-- Begin Extracted material --

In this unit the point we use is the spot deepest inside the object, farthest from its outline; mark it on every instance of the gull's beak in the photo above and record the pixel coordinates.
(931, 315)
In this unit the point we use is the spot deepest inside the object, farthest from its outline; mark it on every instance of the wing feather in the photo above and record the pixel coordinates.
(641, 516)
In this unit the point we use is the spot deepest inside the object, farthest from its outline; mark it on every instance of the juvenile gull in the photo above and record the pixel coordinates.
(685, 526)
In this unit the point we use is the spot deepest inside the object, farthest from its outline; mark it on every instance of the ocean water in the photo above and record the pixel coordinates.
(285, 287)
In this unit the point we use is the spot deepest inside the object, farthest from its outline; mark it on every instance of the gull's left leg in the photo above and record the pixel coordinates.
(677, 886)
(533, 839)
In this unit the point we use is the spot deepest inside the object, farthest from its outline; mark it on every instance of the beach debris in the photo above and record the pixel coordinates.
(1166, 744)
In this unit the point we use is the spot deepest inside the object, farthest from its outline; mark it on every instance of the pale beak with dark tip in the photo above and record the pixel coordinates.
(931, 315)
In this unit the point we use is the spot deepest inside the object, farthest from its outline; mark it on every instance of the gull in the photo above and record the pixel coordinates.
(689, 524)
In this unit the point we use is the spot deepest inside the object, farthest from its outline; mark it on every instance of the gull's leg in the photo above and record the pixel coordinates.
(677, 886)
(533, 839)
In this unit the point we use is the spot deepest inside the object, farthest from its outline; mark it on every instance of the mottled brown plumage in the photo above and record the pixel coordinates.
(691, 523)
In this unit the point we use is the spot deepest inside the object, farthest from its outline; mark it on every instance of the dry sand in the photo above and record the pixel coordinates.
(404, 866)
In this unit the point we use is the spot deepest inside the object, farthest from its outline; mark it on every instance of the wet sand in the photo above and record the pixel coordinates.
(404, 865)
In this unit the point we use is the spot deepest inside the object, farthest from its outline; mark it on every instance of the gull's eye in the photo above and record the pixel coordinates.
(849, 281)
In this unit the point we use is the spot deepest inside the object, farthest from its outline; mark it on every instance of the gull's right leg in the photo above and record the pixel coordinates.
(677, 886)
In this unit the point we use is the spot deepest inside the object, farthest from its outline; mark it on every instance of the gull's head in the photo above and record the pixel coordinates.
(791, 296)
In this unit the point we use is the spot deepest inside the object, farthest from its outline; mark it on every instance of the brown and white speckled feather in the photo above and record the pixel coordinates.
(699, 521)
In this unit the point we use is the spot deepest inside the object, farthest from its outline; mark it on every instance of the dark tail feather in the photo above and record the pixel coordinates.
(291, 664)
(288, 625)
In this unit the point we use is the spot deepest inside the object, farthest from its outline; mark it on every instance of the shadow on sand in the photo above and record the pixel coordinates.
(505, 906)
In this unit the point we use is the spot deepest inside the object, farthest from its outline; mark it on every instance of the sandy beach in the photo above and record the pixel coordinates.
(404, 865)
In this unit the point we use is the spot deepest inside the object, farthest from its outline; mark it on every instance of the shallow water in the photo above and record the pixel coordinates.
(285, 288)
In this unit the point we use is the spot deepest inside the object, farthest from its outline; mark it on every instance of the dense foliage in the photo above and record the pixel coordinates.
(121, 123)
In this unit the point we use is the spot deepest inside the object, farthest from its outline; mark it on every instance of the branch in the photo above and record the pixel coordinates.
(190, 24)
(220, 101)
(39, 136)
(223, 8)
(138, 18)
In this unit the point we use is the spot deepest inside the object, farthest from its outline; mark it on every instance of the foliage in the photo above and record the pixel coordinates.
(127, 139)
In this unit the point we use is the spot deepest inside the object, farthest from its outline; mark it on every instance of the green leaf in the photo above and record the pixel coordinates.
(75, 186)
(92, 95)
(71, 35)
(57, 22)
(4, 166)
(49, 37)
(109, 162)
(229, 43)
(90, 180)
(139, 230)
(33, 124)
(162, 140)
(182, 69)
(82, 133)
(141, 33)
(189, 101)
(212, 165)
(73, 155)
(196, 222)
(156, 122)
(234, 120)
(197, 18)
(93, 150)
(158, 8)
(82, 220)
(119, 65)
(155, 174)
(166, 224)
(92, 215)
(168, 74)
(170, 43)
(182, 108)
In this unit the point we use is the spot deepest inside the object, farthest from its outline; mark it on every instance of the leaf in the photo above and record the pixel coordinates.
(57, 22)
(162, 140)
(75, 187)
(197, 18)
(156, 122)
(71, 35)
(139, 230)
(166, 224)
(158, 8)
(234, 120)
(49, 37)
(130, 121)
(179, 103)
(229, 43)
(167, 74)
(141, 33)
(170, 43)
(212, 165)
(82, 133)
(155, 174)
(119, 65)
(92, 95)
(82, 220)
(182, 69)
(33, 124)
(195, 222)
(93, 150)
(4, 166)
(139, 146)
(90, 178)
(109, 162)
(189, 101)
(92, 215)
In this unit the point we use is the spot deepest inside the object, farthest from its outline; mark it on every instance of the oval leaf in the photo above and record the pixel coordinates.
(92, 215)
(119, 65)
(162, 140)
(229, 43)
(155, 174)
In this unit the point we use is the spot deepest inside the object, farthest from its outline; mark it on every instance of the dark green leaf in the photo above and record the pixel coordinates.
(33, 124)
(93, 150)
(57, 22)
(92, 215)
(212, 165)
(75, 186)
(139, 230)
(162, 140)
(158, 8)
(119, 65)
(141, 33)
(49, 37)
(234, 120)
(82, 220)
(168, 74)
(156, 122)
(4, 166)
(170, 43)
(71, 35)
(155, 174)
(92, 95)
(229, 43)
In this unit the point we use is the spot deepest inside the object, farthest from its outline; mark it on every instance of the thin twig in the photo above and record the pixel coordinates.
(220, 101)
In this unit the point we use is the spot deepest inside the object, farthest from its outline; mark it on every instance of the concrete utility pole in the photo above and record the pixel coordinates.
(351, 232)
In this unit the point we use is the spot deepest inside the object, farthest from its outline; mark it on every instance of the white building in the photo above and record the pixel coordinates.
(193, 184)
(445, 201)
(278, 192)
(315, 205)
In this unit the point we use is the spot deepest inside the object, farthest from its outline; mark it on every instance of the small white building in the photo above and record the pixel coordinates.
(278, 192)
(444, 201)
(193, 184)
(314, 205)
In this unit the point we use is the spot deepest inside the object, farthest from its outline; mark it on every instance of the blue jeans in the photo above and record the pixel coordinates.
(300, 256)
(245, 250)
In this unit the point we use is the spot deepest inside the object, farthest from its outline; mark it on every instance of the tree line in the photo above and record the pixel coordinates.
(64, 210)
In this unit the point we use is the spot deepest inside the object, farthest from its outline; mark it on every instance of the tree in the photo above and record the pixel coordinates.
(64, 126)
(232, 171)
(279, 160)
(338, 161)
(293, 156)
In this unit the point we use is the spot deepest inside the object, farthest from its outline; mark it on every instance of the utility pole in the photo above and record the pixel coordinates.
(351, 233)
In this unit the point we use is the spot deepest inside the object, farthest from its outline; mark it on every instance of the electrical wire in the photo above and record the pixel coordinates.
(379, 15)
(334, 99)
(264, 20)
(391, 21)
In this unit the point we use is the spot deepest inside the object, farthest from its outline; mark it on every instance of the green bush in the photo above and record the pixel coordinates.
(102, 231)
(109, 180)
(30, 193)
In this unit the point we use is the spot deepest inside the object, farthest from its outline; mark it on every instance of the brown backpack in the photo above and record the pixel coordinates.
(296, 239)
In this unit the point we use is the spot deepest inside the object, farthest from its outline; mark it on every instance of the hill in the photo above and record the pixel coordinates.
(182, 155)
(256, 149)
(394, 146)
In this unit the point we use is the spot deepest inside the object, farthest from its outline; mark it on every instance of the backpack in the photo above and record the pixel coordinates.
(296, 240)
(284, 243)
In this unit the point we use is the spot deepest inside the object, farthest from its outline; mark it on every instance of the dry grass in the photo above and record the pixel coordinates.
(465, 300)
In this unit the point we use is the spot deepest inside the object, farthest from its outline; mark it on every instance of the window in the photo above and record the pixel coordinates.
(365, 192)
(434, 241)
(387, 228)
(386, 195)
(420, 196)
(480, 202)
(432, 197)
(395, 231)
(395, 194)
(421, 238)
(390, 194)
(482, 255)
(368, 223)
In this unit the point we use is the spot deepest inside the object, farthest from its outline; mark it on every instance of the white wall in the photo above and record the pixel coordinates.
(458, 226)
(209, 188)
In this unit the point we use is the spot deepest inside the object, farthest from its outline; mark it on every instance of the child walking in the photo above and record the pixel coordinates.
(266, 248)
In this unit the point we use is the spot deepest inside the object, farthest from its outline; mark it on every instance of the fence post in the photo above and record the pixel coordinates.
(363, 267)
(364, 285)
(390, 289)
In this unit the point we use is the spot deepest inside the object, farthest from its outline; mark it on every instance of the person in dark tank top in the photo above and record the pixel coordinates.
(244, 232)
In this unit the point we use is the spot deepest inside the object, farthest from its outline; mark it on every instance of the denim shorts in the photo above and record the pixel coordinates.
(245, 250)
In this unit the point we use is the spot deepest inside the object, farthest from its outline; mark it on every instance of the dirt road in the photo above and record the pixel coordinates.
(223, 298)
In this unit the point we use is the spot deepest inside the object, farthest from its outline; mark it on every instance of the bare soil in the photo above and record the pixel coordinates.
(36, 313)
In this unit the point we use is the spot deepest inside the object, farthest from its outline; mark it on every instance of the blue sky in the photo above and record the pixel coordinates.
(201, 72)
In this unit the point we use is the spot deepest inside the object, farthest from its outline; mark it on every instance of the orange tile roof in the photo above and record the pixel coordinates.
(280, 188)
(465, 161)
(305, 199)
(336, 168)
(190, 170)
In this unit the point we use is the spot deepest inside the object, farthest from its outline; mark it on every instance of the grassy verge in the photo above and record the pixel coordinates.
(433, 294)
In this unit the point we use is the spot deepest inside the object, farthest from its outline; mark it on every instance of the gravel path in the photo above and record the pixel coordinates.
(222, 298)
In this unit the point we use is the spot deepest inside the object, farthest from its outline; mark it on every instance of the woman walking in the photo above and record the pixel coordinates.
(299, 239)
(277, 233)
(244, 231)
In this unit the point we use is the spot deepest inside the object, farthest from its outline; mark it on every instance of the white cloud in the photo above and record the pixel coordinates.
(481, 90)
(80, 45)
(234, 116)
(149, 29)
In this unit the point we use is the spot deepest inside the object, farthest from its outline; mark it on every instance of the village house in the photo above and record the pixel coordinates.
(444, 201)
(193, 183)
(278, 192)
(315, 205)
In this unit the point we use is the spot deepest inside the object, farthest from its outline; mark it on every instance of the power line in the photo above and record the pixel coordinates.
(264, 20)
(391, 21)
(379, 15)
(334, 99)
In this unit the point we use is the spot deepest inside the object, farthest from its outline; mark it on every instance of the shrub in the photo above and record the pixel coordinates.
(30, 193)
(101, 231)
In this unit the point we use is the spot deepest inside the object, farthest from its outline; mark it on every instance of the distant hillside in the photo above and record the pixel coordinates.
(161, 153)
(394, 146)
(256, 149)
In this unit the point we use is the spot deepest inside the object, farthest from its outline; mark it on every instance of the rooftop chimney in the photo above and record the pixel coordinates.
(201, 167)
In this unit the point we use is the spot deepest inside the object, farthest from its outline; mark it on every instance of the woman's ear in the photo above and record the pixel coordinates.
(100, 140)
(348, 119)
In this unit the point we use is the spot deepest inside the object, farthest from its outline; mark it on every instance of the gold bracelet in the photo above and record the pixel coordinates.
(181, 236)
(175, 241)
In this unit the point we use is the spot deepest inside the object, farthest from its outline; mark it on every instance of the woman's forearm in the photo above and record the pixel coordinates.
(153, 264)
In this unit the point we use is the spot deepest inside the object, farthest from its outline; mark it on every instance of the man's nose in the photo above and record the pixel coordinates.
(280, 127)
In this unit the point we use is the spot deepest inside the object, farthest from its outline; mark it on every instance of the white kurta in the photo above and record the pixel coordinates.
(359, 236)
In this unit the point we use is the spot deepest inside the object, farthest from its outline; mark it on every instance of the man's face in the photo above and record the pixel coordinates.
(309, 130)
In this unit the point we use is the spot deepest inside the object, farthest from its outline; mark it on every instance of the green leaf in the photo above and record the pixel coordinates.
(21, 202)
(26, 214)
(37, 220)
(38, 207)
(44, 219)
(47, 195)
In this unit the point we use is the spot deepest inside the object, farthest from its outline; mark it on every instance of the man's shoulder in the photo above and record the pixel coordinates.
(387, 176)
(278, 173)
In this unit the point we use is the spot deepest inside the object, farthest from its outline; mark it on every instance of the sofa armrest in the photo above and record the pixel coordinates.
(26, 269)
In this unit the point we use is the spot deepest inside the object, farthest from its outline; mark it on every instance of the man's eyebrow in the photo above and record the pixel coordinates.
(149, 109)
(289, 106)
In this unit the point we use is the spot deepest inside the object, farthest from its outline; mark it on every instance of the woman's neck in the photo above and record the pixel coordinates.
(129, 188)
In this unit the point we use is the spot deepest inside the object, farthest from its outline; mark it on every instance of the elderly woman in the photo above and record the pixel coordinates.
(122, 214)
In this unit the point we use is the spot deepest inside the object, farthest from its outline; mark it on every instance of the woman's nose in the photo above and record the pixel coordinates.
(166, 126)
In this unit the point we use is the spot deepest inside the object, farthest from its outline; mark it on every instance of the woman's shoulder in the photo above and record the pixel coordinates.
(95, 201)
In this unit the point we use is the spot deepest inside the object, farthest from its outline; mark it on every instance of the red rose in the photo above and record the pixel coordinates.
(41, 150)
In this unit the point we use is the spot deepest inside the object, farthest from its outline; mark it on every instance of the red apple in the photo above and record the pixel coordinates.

-- End Extracted material --

▶ _Requirement_
Begin with the line that contains "the man's face" and end with the last line of the records; set down every line in that span exactly, and nothing else.

▶ _Result of this task_
In this unit the point we use is the spot deepest inside the object, farthest from its outline; mark it on every instance of the man's face in the photo above and record the pixel coordinates.
(309, 130)
In this unit the point we use is the spot deepest inside the object, farthest from its outline; mark it on every instance of the green leaf in the photo above and record the pixel coordinates.
(21, 202)
(26, 214)
(37, 220)
(38, 207)
(44, 219)
(47, 195)
In this unit the point we use is the spot deepest inside the object, farthest from its outline; mark it on every instance of the man's shoulder in the photo above and record the pixel coordinates.
(387, 176)
(278, 173)
In this unit the point we use is the spot deepest inside the object, farthest from its outline; mark it on every instance of the sofa armrest in the photo above and record the pixel coordinates.
(26, 269)
In this unit the point we use is the spot deepest inside the object, farthest from its outline; mark it on every instance of the man's eyebrow in the photo above and record the pixel coordinates.
(149, 109)
(289, 106)
In this unit the point we use is the spot deepest inside the object, farthest from its outline; mark it on every instance of the woman's neck in the photo above and record the pixel coordinates.
(129, 188)
In this unit the point we use is the spot deepest inside the object, farthest from its outline; mark it on every instance of the elderly woman in the photo above and record the pixel coordinates.
(122, 214)
In this unit the point we use is the spot deepest inside the object, farthest from its outline; mark it on every instance of the woman's nose in the photo above and record the pixel coordinates.
(166, 126)
In this unit the point we use is the spot deepest inside the object, farthest from its outline; mark it on every instance of the woman's shoulder in the photo above and record the pixel coordinates.
(95, 201)
In this unit the point we use is the spot deepest inside the object, farthest from its outline; mark it on every instance of the red rose in the photo above and record the pixel coordinates.
(41, 150)
In this unit the point we use is the spot deepest inside the object, farthest from its outline; mark it on every instance of the red apple in the photo above and record the pixel coordinates.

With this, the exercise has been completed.